(Free-text object descriptions)
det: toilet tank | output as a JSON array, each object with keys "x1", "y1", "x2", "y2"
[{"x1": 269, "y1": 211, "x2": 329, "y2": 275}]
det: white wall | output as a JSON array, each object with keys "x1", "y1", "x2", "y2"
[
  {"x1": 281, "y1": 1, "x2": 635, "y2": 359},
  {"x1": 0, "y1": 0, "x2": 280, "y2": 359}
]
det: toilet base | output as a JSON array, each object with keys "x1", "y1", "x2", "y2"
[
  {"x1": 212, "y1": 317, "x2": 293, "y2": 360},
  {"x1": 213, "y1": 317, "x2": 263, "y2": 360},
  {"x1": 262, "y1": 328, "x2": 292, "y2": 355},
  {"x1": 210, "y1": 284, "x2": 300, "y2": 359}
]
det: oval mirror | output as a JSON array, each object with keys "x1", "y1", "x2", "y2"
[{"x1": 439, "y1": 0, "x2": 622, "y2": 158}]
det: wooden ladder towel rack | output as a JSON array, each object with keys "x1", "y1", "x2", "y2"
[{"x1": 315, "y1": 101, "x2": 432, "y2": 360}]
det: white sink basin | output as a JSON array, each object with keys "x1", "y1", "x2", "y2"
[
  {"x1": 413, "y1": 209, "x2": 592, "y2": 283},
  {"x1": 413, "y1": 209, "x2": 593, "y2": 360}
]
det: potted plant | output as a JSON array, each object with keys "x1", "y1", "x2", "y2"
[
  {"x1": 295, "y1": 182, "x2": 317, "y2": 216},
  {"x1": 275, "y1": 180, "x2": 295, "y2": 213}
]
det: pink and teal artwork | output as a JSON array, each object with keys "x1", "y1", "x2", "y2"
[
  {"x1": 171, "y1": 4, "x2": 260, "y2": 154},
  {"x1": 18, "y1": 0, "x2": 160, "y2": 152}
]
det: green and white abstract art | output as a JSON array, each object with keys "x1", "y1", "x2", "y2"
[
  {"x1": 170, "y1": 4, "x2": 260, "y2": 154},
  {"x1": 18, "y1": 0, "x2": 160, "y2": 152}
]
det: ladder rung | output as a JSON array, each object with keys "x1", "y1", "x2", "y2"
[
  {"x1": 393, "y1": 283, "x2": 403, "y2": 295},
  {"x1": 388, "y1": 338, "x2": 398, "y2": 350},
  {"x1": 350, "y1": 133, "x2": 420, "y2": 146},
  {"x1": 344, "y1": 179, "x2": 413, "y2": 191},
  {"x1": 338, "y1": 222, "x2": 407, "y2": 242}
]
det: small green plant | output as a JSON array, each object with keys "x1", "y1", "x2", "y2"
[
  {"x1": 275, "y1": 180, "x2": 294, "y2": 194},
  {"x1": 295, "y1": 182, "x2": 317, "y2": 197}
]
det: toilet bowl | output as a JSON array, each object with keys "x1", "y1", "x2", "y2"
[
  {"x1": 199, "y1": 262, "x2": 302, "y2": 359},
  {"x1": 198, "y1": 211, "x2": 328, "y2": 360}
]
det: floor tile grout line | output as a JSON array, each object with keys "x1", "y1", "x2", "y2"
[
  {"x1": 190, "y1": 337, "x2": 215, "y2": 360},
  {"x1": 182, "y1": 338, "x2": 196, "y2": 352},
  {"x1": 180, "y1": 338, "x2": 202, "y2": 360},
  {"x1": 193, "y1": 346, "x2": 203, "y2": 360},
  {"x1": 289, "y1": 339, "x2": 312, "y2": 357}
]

Work instruction ->
Every record must be transcribed precisely, down to the last character.

Response to this task ->
det: toilet tank | output as a JSON array, each object with keys "x1", "y1", "x2", "y2"
[{"x1": 269, "y1": 211, "x2": 329, "y2": 275}]
det: white wall | output as a JSON array, each object with keys "x1", "y1", "x2", "y2"
[
  {"x1": 281, "y1": 1, "x2": 635, "y2": 359},
  {"x1": 0, "y1": 0, "x2": 280, "y2": 359}
]
det: toilet base | output as a JSON array, each object with keys "x1", "y1", "x2", "y2"
[
  {"x1": 212, "y1": 317, "x2": 293, "y2": 360},
  {"x1": 213, "y1": 317, "x2": 263, "y2": 360},
  {"x1": 262, "y1": 328, "x2": 292, "y2": 355},
  {"x1": 210, "y1": 284, "x2": 300, "y2": 359}
]
det: oval mirror | output as a JSON array, each object with keys "x1", "y1", "x2", "y2"
[{"x1": 439, "y1": 0, "x2": 622, "y2": 158}]
det: wooden ladder towel rack | output as a JSON array, each object with keys "x1", "y1", "x2", "y2"
[{"x1": 315, "y1": 101, "x2": 432, "y2": 360}]
det: white sink basin | output as a JSON array, each object with keys "x1", "y1", "x2", "y2"
[
  {"x1": 413, "y1": 209, "x2": 592, "y2": 283},
  {"x1": 413, "y1": 209, "x2": 593, "y2": 360}
]
det: potted plant | output as a JSON array, each object with keys "x1", "y1", "x2", "y2"
[
  {"x1": 295, "y1": 182, "x2": 317, "y2": 216},
  {"x1": 275, "y1": 180, "x2": 295, "y2": 213}
]
det: pink and teal artwork | output as a JSON array, each object with keys "x1", "y1", "x2", "y2"
[
  {"x1": 171, "y1": 4, "x2": 260, "y2": 154},
  {"x1": 18, "y1": 0, "x2": 160, "y2": 152}
]
det: green and white abstract art | output as a JSON array, each object with keys "x1", "y1", "x2", "y2"
[
  {"x1": 170, "y1": 4, "x2": 260, "y2": 154},
  {"x1": 18, "y1": 0, "x2": 160, "y2": 152}
]
det: ladder rung | output as a JSON array, each object with keys "x1", "y1", "x2", "y2"
[
  {"x1": 393, "y1": 283, "x2": 403, "y2": 295},
  {"x1": 388, "y1": 338, "x2": 398, "y2": 350},
  {"x1": 350, "y1": 133, "x2": 420, "y2": 146},
  {"x1": 344, "y1": 179, "x2": 413, "y2": 191},
  {"x1": 338, "y1": 222, "x2": 407, "y2": 242}
]
det: small green plant | output as a JSON array, each object with keys "x1", "y1", "x2", "y2"
[
  {"x1": 275, "y1": 180, "x2": 294, "y2": 194},
  {"x1": 295, "y1": 182, "x2": 317, "y2": 197}
]
det: toilet bowl | output as a JSON array, each object with keys "x1", "y1", "x2", "y2"
[
  {"x1": 199, "y1": 262, "x2": 302, "y2": 359},
  {"x1": 198, "y1": 211, "x2": 328, "y2": 360}
]
det: floor tile grout line | output as a JSON array, each object with keys "x1", "y1", "x2", "y2"
[
  {"x1": 190, "y1": 337, "x2": 215, "y2": 360},
  {"x1": 182, "y1": 338, "x2": 196, "y2": 352},
  {"x1": 180, "y1": 338, "x2": 202, "y2": 360},
  {"x1": 193, "y1": 346, "x2": 203, "y2": 360},
  {"x1": 289, "y1": 339, "x2": 312, "y2": 357}
]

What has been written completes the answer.